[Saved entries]
────
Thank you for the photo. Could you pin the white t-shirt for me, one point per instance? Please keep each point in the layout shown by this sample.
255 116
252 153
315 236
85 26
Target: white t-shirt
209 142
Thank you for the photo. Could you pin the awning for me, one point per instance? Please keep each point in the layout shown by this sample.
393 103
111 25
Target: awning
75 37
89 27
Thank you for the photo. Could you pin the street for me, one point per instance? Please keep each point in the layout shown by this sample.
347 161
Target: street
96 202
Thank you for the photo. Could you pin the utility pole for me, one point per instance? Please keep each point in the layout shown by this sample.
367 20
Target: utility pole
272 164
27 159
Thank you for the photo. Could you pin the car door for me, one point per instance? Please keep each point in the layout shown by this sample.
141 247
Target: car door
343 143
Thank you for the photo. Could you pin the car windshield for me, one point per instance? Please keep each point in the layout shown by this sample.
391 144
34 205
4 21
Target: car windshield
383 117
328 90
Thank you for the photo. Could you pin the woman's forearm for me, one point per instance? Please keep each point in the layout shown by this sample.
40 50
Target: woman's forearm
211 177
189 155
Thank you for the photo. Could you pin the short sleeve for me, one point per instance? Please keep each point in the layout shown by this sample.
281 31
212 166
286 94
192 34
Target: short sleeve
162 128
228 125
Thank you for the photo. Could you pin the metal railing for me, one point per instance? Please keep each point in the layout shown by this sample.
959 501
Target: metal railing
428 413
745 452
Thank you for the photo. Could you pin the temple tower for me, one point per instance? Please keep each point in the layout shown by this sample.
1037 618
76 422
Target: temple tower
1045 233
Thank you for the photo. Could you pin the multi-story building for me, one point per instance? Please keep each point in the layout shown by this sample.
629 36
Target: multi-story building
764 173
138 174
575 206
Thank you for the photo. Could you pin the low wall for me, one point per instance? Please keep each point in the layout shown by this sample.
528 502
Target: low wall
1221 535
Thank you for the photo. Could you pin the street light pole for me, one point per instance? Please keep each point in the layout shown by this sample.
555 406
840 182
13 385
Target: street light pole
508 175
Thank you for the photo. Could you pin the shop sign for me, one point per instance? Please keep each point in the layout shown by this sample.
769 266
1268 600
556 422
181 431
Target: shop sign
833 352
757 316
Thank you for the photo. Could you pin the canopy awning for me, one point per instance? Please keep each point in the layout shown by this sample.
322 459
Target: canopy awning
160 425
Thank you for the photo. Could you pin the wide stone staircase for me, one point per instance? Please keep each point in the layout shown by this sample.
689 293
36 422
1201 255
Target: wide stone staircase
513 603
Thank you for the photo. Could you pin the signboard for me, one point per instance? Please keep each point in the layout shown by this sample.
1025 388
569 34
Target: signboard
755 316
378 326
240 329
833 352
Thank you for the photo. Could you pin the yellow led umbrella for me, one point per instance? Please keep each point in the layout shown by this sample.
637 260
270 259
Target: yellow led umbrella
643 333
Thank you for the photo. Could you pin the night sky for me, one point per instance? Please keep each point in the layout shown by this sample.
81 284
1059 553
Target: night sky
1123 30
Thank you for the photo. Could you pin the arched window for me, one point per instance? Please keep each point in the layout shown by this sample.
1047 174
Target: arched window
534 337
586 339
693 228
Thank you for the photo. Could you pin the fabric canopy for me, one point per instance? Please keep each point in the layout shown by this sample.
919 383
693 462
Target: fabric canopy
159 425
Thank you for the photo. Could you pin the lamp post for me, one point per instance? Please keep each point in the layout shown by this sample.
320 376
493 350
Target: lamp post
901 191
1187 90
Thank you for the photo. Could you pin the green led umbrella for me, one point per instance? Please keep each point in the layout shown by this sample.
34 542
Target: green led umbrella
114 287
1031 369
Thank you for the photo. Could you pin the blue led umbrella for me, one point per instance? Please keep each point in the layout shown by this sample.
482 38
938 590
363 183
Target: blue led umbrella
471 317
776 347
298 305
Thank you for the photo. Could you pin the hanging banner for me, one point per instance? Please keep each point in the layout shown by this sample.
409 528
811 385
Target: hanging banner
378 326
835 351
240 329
────
What is needed is an exact transcription of every entry above.

**EXERCISE ANSWER:**
Thank you for the photo. Could you pin the white t-shirt for me, one point per instance? Please keep each point in the layout shown by this sample.
255 116
252 153
315 236
85 26
Target: white t-shirt
209 142
Thank you for the photo. Could you pin the awning for me, one point per instance? Please keep each point in the layout shown by this sample.
393 103
111 25
Target: awning
75 37
89 27
Thank you for the photo. Could you pin the street for me, one point per instance? Please keep each point in the layout shown by this sample.
347 161
Target: street
96 202
Thank you for the photo. Could you pin the utility pole for me, one point per instance? Please keep each point in the layout shown by this sample.
367 20
Target: utility pole
272 164
27 159
Thank you for the photo. Could you pin the car door for me, one point per instance? Please keep each point in the layout shown by this sample.
141 247
Target: car door
343 143
Thank you for the photo. Could you pin the car windshield for me, one point per instance? Please keep each point in the layout shown by this sample.
391 144
34 205
4 21
Target: car windshield
383 117
328 90
Thank you for the photo. Could you pin the woman's forearm for me, one point per instance? Please keep each point in the layout shown by this sample.
40 50
Target: woman's forearm
211 177
189 155
Thank you for the photo. Could you pin the short sleeve for me, one point per instance? Please keep each point in the layout shown by this sample.
281 31
212 166
286 94
192 34
Target: short sleeve
162 128
228 125
Thank you for the photo. Could you pin the metal railing for me, one point per instance? Please keep each point in the layout shown by this sample.
959 501
Target: metal railing
428 413
745 452
Thank you for the photo. Could you pin the temple tower for me, one point per instance? Please keep each point in the layout shown by this sample.
1037 618
76 422
Target: temple tower
1045 233
Thank you for the photo. Could you pin the multi-story building for me, one point per instance? Please keep each point in the layout shown by this sample.
629 36
Target: multi-story building
764 173
138 174
575 206
Thank you for the photo. Could you pin the low wall for me, one point per instance? Please keep each point in the layout shown by this sample.
528 502
Target: low wall
1221 535
Thank you for the photo. Could you pin the street light pole for me, one point per instance? Please keep each point in the layout shown by this sample.
555 406
840 182
13 385
Target: street light pole
508 175
Thank you for the photo. Could you pin the shop sign for me, one point per instance? Please keep each point in the layout shown by this sample.
769 266
1268 600
556 422
181 431
Target: shop sign
833 352
757 316
Thank you for the photo. Could you pin the canopy awning for me, one point per instance? Please keep each point in the layout shown by this sample.
322 459
Target: canopy awning
160 425
Thank you for the photo. Could you pin the wide stone staircase for me, one point per instance? Please keep each point in the layout shown by this sample.
689 293
36 422
1201 255
Target: wide stone staircase
513 603
Thank you for the photo. Could you pin the signboard for me, one point per instance? Please keep each point in the layout shown by this sample.
1025 388
569 34
Target: signboard
755 316
378 326
240 329
833 352
Thank you for the photo. Could you pin the yellow led umbrella for me, one point per instance? Please keep each point in the layout shown by this sample.
637 260
270 259
Target: yellow led umbrella
643 333
Thank you for the photo. Could you pin the night sky for me, one point per instance? Please keep each point in the layout shown by this sample.
81 284
1059 553
Target: night sky
1123 30
Thank you for the photo. Could you pin the arched window for me, one point per instance? Please keep each point in the layout shown by this sample.
1047 174
Target: arched window
534 337
586 339
693 228
Thank you for the photo. Could you pin the fabric canopy for me, one point per instance? Please keep each point in the layout shown by this sample.
919 383
693 462
Target: fabric canopy
159 425
Thank you for the photo. Could you pin the lamp post for me, one point per instance? Please keep each point in the layout shown by this sample.
320 376
493 350
Target: lamp post
901 191
1187 90
Thank you for the photo. Could you pin the green led umbrella for me, one point per instance? Please keep each point in the layout shown by this sample.
34 542
Target: green led umbrella
114 287
1031 369
Thank you for the photo. Could you pin the blue led umbrella for me, one point per instance? Please keep each point in the layout shown by this sample.
482 38
938 590
363 183
Target: blue led umbrella
471 317
776 347
298 305
Thank you for the photo. Could you pin the hanging banner for me, one point per instance? Please keep each point in the layout shown by this sample.
409 528
811 385
Target: hanging banner
378 326
835 351
240 329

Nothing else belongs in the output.